╔══
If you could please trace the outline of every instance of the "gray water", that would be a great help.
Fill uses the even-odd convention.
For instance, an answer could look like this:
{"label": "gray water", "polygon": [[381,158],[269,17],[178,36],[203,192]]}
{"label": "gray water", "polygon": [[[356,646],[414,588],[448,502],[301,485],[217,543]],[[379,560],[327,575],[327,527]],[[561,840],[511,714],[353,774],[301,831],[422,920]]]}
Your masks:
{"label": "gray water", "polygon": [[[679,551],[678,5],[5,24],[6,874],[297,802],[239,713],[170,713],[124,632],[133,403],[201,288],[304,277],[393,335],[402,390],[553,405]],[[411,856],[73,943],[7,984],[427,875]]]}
╚══
[Try it] A single figure is required: the number of lines above in which the word "instance" occurs.

[Answer to this problem] 2